### Work order
Could you copy the whole listing below exactly as written?
** Available data follows **
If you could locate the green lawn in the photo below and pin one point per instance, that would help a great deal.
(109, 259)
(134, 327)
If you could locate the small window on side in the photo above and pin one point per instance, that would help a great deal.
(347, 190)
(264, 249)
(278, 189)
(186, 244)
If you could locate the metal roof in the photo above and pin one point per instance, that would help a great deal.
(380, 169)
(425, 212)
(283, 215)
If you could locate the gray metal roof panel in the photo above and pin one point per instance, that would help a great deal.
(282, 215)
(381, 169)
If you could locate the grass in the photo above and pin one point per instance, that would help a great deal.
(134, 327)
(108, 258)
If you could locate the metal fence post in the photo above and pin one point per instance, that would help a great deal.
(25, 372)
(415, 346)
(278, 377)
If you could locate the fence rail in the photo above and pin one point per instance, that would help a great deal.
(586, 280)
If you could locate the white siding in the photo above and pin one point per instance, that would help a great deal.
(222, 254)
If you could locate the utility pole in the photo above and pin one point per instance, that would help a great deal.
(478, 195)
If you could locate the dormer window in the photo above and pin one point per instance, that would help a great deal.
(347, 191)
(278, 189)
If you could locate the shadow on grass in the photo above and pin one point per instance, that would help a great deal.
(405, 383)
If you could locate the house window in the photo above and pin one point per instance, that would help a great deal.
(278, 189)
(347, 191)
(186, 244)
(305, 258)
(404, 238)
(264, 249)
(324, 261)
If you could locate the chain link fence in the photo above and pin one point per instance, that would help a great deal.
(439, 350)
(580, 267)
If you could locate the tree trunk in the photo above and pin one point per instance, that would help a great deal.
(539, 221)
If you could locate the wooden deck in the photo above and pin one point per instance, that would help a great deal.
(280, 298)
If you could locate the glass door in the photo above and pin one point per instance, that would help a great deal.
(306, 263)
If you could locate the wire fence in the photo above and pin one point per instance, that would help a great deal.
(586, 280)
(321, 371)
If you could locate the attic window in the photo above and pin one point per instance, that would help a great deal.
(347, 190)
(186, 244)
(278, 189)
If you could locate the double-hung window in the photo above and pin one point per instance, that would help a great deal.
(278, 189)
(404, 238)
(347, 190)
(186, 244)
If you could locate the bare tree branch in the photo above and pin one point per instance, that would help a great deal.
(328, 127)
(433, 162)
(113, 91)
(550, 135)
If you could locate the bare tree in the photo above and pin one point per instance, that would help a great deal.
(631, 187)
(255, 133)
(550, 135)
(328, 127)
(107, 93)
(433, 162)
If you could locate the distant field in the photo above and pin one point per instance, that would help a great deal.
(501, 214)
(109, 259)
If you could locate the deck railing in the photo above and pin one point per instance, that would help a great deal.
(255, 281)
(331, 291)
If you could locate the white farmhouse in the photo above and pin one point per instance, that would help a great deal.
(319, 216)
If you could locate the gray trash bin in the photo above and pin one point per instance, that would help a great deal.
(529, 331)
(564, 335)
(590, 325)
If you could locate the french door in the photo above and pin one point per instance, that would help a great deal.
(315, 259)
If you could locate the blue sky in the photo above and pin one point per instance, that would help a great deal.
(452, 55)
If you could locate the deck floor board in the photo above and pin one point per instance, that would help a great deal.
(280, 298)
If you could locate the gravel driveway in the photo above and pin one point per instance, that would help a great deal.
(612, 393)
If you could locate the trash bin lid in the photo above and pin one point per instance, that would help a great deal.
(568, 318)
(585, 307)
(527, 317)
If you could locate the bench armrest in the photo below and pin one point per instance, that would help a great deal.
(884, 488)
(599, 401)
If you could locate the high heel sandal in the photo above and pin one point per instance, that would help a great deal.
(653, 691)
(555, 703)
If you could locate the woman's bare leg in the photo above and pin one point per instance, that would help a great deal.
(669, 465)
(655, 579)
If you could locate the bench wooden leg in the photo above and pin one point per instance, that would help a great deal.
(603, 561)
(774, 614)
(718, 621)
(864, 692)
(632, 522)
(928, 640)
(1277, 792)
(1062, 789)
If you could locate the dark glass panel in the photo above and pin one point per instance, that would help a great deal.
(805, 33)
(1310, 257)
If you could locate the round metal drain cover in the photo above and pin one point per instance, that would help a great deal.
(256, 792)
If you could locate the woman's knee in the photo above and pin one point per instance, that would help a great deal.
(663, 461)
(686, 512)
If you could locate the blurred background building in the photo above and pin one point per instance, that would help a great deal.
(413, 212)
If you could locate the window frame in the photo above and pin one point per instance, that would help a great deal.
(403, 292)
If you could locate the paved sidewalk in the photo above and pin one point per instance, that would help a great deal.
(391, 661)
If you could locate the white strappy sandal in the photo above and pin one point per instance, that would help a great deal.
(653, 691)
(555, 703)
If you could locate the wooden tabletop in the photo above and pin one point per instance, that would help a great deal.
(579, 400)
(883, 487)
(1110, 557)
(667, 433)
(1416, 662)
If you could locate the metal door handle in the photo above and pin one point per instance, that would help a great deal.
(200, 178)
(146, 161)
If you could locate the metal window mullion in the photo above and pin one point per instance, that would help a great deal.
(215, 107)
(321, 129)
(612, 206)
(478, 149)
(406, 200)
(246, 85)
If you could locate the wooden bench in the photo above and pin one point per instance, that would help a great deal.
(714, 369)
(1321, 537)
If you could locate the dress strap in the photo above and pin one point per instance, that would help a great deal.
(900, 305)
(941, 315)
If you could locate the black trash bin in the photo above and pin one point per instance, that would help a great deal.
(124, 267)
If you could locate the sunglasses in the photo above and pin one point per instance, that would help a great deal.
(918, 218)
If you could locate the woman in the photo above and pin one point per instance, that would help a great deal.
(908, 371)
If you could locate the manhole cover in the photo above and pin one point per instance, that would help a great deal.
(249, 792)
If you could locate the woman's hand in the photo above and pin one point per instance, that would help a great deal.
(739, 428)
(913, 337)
** End of Available data **
### Task answer
If you could locate the green lawn in the photo below and pin one point per instance, that would help a great deal.
(109, 259)
(134, 327)
If you could locate the small window on side in the photo above and pin one point per instance, that would help a great deal.
(347, 190)
(264, 249)
(278, 189)
(186, 244)
If you could locate the metal roof in the photo above and pin one point per instance, that would help a great deal.
(380, 169)
(425, 212)
(283, 215)
If you could locate the gray metal roof panel in the photo above and pin one point per instance, that would help a great deal.
(282, 215)
(381, 169)
If you could locate the grass in the photo above and pin one point per instance, that would help a great deal.
(134, 327)
(108, 258)
If you could locate the metal fence post in the photo above and pin one point per instance, that would help a great deal.
(25, 372)
(415, 346)
(278, 377)
If you could locate the fence rail in the photo above and pin one point per instance, that would help a great deal.
(586, 280)
If you could locate the white siding in the photo above and pin one point per instance, that would help a great deal.
(222, 254)
If you could locate the utility pole in the photo above and pin one point per instance, that would help a great deal.
(478, 195)
If you could locate the dormer window in the photo above and pin one point per instance, that would help a great deal.
(347, 191)
(278, 189)
If you could locate the shadow on grass in the photo above and pin one point per instance, that would help a great deal.
(405, 383)
If you could locate the house window in the photo above and pin one point per instance, that would help a great deal.
(278, 189)
(347, 191)
(186, 244)
(305, 258)
(404, 238)
(264, 249)
(324, 261)
If you could locate the chain link fence in the photo above and pin one point per instance, that would help a great deal.
(439, 350)
(580, 267)
If you could locate the tree trunk in the photo above and pin one point per instance, that would help a great deal.
(539, 221)
If you could locate the wooden deck in the photo above and pin one point per instance, that would help a great deal.
(280, 298)
If you could locate the glass door in the photo above and pin one point per instance, that would help a great deal.
(306, 263)
If you could locate the wire fence in the photo above and pin one point per instance, that would help a great deal.
(586, 280)
(321, 371)
If you could locate the attic window in the photo above and pin one point per instance, that would help a great deal.
(347, 190)
(186, 244)
(278, 189)
If you could locate the double-hung window in the photo above and pin one point per instance, that would help a great deal.
(278, 189)
(404, 238)
(347, 190)
(186, 244)
If you could locate the bare tree branch in the photo above and pin one point per instance, that would help a great deal.
(328, 127)
(433, 162)
(113, 91)
(550, 135)
If you could locate the bare tree in the photo above and pin one point per instance, that would help a great deal.
(631, 187)
(255, 133)
(550, 135)
(328, 127)
(107, 93)
(433, 162)
If you could locate the distant field in the photo above and pin one point per instance, that would help a great deal.
(501, 214)
(109, 259)
If you could locate the deck railing in the photo above and pin one point per instance, that would help a great deal.
(255, 281)
(331, 291)
If you could locate the white farmhouse in the photo above and pin one point per instance, that would help a great deal.
(319, 216)
If you could locate the gray trash bin in the photo above and pin one point per instance, that would help a great deal.
(529, 331)
(564, 335)
(590, 325)
If you could locate the french door in the photo above and pin one point per instance, that would help a great deal.
(315, 259)
If you could locate the blue sky in the photo above and pin one point per instance, that would help a great deal.
(452, 55)
If you could locate the deck floor board in the photo above and pin one point per instance, that would help a great deal.
(280, 298)
If you could locate the gravel driveway in the photo above and pin one point per instance, that would help a great deal.
(612, 393)
If you could locate the trash bin lid in the photo above and pin one point per instance, that would help a great deal.
(568, 318)
(585, 307)
(527, 317)
If you could locate the bench armrest in the photo below and pin one point per instance, that would help a great deal.
(884, 488)
(599, 401)
If you could locate the high heel sandal in the photo above and pin one point per instance, that would help a great deal.
(653, 691)
(555, 703)
If you could locate the woman's bare leg in the photo above and pin one point per instance, that would help a great deal.
(669, 465)
(655, 579)
If you could locate the bench wooden leg in the photo above and pin one point per instance, that would help a great deal.
(603, 561)
(774, 614)
(718, 621)
(864, 692)
(632, 522)
(928, 640)
(1277, 792)
(1062, 789)
If you could locate the dark glass panel in the photo above and pin one point per instance, that would help a great deal.
(805, 33)
(1310, 257)
If you could locate the round metal drain cover in the photo above and pin one point per instance, that would help a great deal.
(256, 792)
If you could locate the woman's knee in the photo above and pin one point per instance, that would help a great deal.
(663, 461)
(686, 512)
If you could locate the blurred background building in the photo above and pin one point per instance, that would help a great deal.
(413, 212)
If you could locate the window frame in the photo above and pin one point per instance, that would help a great deal.
(403, 292)
If you could locate the paved sidewalk in the photo above and pin one point per instance, that would help a great deal.
(391, 661)
If you could locate the white strappy sandal in the photo above and pin one point per instance, that would help a great deal.
(653, 691)
(555, 703)
If you could locate the wooden tabletop in the photo above and pin one point per instance, that would help a great deal.
(579, 400)
(883, 487)
(1110, 557)
(667, 433)
(1416, 662)
If you could locate the metal door handle in the photo above and pin one point per instance, that would help a great deal.
(200, 178)
(146, 161)
If you could locate the metal window mullion in the photo above and pin one point per instance, that would help a great deal.
(215, 107)
(321, 129)
(612, 206)
(478, 149)
(406, 200)
(246, 85)
If you could locate the wooden bench in the photo above and pin one point per instance, that would help a great deal.
(714, 369)
(1321, 537)
If you could locate the dress strap in the photo above and pin one point per instance, that would help a great deal.
(900, 305)
(941, 315)
If you could locate the black trash bin in the photo above and pin one point per instance, that would help a great deal.
(124, 267)
If you could locate the sunglasses in the photo above and pin one point per instance, that would help a great deal.
(918, 218)
If you could locate the woman in the photo above and pin one point per instance, that would help a great deal.
(908, 371)
If you could locate the manhole cover in the photo above and pin one point per instance, that would help a great deal.
(249, 792)
If you could locate the woman's hand in the photo above and pin one point per instance, that would help a great deal.
(739, 428)
(913, 337)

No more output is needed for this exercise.